### DIRECTIONS
Lay out the lines below as a numbered list, skipping any blank lines.
┄┄┄┄┄┄┄┄┄┄┄┄┄┄┄┄┄┄┄┄
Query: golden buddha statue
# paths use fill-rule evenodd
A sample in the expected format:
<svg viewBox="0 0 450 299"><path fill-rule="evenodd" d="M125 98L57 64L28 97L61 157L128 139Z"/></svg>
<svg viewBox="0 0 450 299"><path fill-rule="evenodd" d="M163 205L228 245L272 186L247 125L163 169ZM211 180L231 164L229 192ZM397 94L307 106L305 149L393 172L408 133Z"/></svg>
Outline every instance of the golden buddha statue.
┄┄┄┄┄┄┄┄┄┄┄┄┄┄┄┄┄┄┄┄
### WRITTEN SOLUTION
1. Query: golden buddha statue
2. # paths use fill-rule evenodd
3. A sample in the expected format:
4. <svg viewBox="0 0 450 299"><path fill-rule="evenodd" d="M125 98L57 64L28 97L61 157L128 139Z"/></svg>
5. <svg viewBox="0 0 450 299"><path fill-rule="evenodd" d="M163 205L228 245L272 186L247 125L163 169ZM211 180L231 164L229 192ZM397 94L307 106L305 149L393 172L408 133Z"/></svg>
6. Outline every instance of the golden buddha statue.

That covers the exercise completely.